**Given exercise A**
Answer these questions using the group step documentation, one line per answer, marked (i), (ii) and (iii):
(i) How many jobs can a single pipeline upload call create at most by default?
(ii) Which step types are allowed in a group's steps list?
(iii) What is the default value of allow_dependency_failure?
**Given exercise B**
Copy the group step documentation word for word, starting with "A single pipeline" and going on through "pipeline-related platform limits.".
**Given exercise C**
Proceed with the group step documentation, picking up after its last line.

**Provided passage**
>> start

Group step

A group step can contain various sub-steps, and display them in a single logical group on the Build page.

For example, you can group all of your linting steps or all of your UI test steps to keep the Build page less messy. Sub-groups and nested groups are not supported. A pipeline upload that places a group step inside another group is rejected.

If you need a sense of hierarchy across many groups (for example, when a pipeline generator script in a dynamic pipeline loops over teams and services), use flat sibling groups with a Category: Subcategory naming convention in the group label, such as Backend: Auth Tests and Backend: API Tests. To run a downstream stage after several related groups, give those groups related keys and reference them in an array under depends_on.

The group step also helps manage dependencies between a collection of steps, for example, "step X" depends_on everything in "group Y".

A group step can be defined in your pipeline settings or your pipeline.yml file.

Here is an example of using the group step:

pipeline.yml
steps:
  - group: ":lock_with_ink_pen: Security Audits"
    key: "audits"
    steps:
      - label: ":brakeman: Brakeman"
        command: ".buildkite/steps/brakeman"
      - label: ":bundleaudit: Bundle Audit"
        command: ".buildkite/steps/bundleaudit"
      - label: ":yarn: Yarn Audit"
        command: ".buildkite/steps/yarn"
      - label: ":yarn: Outdated Check"
        command: ".buildkite/steps/outdated"

This is how it's displayed in the UI:

Job groups displayed in the Buildkite UI

Only the first 50 jobs within a build header can ever be displayed in the UI, so you might not see all of your groups at all times. However, the jobs are fine and will still show up on the build page.

Jobs per upload limit

A single pipeline upload call can create at most 500 jobs by default, including all jobs across every group in that upload. Teams generating large dynamic pipelines often hit this limit. If you need to create more jobs, split the work across multiple uploads or request a higher limit. See Pipelines limits for the full set of pipeline-related platform limits.

Group step attributes

Required attributes:

group Name of the group in the UI. In YAML, if you don't want a label, pass a ~. Can also be provided in the label or name attribute if null is provided to the group attribute. If multiple are specified, group takes precedence.
Type: string or null
steps A list of steps in the group; at least 1 step is required. Allowed step types: wait, trigger, command/commands, block, input.
Type: array

Optional attributes:

allow_dependency_failure Whether to continue to run this step if any of the steps named in the depends_on attribute fail.
Default: false
depends_on A list of step or group keys that this step depends on. This step or group will only run after the named steps have completed. See managing step dependencies for more information.
Example: "test-suite"

>> end

**Stored records**
>> start

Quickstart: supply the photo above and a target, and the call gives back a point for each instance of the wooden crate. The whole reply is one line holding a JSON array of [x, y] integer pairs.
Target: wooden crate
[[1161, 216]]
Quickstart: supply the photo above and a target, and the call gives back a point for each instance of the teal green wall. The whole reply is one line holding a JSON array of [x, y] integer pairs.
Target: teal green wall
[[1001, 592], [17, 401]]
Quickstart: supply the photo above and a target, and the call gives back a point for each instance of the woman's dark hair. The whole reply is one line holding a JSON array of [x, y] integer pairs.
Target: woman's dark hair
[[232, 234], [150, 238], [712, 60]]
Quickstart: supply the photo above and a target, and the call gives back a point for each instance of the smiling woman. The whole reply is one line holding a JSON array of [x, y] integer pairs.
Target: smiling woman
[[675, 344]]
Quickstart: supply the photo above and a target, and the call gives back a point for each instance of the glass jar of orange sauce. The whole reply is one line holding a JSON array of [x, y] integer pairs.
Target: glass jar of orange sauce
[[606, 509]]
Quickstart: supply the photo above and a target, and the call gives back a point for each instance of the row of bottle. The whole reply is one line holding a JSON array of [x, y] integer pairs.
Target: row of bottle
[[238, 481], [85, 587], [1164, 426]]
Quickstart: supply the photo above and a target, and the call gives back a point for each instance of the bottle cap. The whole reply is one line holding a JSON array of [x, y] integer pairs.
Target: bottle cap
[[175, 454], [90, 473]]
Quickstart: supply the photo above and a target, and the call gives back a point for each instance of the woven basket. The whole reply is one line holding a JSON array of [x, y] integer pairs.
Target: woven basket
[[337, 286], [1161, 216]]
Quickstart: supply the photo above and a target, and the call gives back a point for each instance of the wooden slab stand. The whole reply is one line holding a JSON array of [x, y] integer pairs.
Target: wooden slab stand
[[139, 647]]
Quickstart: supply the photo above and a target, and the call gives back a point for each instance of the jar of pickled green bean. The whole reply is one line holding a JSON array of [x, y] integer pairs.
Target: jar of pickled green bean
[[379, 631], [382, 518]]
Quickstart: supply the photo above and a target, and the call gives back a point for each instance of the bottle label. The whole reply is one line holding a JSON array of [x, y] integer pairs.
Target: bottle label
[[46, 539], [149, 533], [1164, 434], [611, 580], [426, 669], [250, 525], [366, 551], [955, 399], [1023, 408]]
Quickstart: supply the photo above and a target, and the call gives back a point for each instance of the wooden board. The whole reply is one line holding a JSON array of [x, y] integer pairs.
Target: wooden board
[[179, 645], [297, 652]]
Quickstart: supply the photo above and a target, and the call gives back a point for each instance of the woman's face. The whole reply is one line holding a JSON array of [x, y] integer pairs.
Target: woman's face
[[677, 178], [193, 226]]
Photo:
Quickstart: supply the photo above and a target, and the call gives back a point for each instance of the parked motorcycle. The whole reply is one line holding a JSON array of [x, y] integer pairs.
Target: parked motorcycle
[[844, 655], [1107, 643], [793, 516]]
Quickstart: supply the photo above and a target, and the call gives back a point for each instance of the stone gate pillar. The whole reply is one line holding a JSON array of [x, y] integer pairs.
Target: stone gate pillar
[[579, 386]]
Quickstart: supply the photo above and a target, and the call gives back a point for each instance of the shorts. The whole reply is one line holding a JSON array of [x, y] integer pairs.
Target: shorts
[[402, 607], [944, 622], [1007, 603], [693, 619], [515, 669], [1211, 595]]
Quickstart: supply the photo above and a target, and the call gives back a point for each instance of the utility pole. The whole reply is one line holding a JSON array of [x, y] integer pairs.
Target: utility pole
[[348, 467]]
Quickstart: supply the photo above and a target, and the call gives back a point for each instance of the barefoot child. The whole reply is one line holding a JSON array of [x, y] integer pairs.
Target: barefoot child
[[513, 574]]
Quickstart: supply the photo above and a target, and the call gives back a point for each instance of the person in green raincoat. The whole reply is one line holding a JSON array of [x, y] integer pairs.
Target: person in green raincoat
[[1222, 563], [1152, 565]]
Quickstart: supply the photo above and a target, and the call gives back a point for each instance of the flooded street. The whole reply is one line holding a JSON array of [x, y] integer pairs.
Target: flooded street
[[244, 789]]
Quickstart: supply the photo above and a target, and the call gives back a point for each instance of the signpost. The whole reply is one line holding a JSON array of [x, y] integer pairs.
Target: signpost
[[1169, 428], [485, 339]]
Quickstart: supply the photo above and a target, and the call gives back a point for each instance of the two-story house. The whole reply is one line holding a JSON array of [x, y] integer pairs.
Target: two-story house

>> end

**Exercise response A**
(i) 500 jobs
(ii) wait, trigger, command/commands, block, input
(iii) false

**Exercise response B**
A single pipeline upload call can create at most 500 jobs by default, including all jobs across every group in that upload. Teams generating large dynamic pipelines often hit this limit. If you need to create more jobs, split the work across multiple uploads or request a higher limit. See Pipelines limits for the full set of pipeline-related platform limits.

**Exercise response C**
if A boolean expression that omits the step when false. See Using conditionals for supported expressions. When set on a group step, the expression is merged into the if attribute of each step inside the group, rather than applied to the group itself. As a result, the group container is still shown in the Buildkite interface even when every step inside it is omitted by the conditional.
Example: build.message != "skip me"
key A unique string to identify the step, block, or group.
Keys can not have the same pattern as a UUID (xxxxxxxx-xxxx-xxxx-xxxx-xxxxxxxxxxxx).
When set on a group step, all jobs within the group will include a group_key field in REST API builds endpoint responses with this value, allowing you to identify which jobs belong to this group.
Example: "test-suite"
Aliases: identifier, id
label The label that will be displayed in the pipeline visualization in Buildkite (name of the group in the UI). Supports emoji.
Example: ":hammer: Tests" will be rendered as "🔨 Tests"
Alias: name
notify Allows you to trigger build notifications to different services. You can also choose to conditionally send notifications based on pipeline events.
Example: "github_commit_status:"
skip Whether to skip this step or not. Passing a string provides a reason for skipping this command. Passing an empty string is equivalent to false. When set on a group step, the value is merged into the skip attribute of each step inside the group, rather than applied to the group itself. As a result, the group container is still shown in the Buildkite interface even when every step inside it is skipped.
Note: Skipped steps will be hidden in the pipeline view by default, but can be made visible by toggling the 'Skipped jobs' icon.
Example: true
Example: false
Example: "My reason"

Concurrency in groups

The concurrency, concurrency_group, and concurrency_method attributes are not group step attributes. To limit how many jobs can run in parallel for work inside a group, set these attributes on the command steps within the group, not on the group step itself. See Controlling concurrency for details.

For example, to limit each service deploy in a group to one concurrent job:

pipeline.yml
steps:
  - group: ":rocket: Deploy"
    key: "deploy"
    depends_on: "tests"
    steps:
      - label: "Deploy auth"
        command: "make deploy-auth"
        concurrency: 1
        concurrency_group: "deploy/auth"
      - label: "Deploy payments"
        command: "make deploy-payments"
        concurrency: 1
        concurrency_group: "deploy/payments"

In the example above, deploy/auth and deploy/payments are separate concurrency groups, so the auth and payments deploys can run in parallel, but two auth deploys from different builds cannot.

Agent-applied attributes

These attributes are only applied by the Buildkite agent when uploading a pipeline (buildkite-agent pipeline upload), since they require direct access to your code or repository to process correctly.

Agent-applied attributes are not accepted in pipelines set using the Buildkite interface.

if_changed

if_changed A glob pattern that omits the step from a build if it does not match any files changed in the build.
Example: "{**.go,go.mod,go.sum,fixtures/**}"
From version 3.109.0 of the Buildkite agent, if_changed also supports lists of glob patterns and include and exclude attributes.
Minimum Buildkite agent versions: 3.99 (with --apply-if-changed flag), 3.103.0 (enabled by default), 3.109.0 (expanded syntax)

For an example pipeline, demonstrating various forms of if_changed, see Using if_changed.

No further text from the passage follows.